Text provided -

Airborne Assault Troops [VDV] - Organization
The Airborne Division has two [formerly three] BMD-equipped airborne regiments. Division-level support elements include an artillery regiment, an air defense battalion, an assault gun battalion, an engineer battalion, a signal battalion, a transportation and maintenance battalion, a parachute rigging and resupply battalion, a medical battalion, a chemical defense company, and a reconnaissance company.
The airborne division is almost fully equipped with motorized equipment. This significantly increases its combat power and mobility while retaining an airdrop capability for most of its equipment. The airborne division has the BMD AAICV in all of its airborne (infantry) regiments. An artillery regiment, an assault gun (ASU-85) battalion, and an antiaircraft battalion provide essential CS. The introduction of the 2S9 SP howitzer as a replacement for towed artillery will increase mobility. Also, the airborne division has other CS and CSS units that provide limited backup for combat operations.

Dataset extract -
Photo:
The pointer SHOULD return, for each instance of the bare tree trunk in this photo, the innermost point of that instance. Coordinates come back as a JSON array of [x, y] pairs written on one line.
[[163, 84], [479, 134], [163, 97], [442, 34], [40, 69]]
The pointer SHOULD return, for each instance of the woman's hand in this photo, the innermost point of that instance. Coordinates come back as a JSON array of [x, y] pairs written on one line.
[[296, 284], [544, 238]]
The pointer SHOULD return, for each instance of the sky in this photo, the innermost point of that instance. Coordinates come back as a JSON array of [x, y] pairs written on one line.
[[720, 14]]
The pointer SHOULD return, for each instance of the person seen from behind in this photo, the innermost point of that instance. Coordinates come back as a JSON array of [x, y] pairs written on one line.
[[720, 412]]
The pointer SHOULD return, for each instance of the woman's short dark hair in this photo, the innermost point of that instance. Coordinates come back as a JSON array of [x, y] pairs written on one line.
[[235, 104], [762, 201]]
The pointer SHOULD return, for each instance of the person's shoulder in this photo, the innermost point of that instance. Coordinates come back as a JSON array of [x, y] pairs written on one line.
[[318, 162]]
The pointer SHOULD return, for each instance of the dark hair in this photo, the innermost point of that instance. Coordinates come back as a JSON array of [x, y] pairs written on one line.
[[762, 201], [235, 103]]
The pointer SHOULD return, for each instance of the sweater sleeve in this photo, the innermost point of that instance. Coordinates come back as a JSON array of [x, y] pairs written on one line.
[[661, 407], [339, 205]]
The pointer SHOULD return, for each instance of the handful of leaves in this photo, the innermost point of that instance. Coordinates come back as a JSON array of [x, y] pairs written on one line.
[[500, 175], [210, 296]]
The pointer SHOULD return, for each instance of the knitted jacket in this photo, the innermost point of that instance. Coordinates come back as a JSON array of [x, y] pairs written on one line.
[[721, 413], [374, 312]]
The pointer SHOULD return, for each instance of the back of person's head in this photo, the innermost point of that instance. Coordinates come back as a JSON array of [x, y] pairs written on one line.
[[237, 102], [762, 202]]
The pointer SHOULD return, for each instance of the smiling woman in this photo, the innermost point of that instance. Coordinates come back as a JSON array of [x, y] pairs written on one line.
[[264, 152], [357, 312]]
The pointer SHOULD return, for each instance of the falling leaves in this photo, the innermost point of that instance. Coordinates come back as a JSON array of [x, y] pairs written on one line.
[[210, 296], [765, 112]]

Directions - Write out the stretch of the Airborne Division text from "Airborne Assault Troops" through "a reconnaissance company.", word for word. Work from the Airborne Division text alone and set the data aside.

The answer -
Airborne Assault Troops [VDV] - Organization
The Airborne Division has two [formerly three] BMD-equipped airborne regiments. Division-level support elements include an artillery regiment, an air defense battalion, an assault gun battalion, an engineer battalion, a signal battalion, a transportation and maintenance battalion, a parachute rigging and resupply battalion, a medical battalion, a chemical defense company, and a reconnaissance company.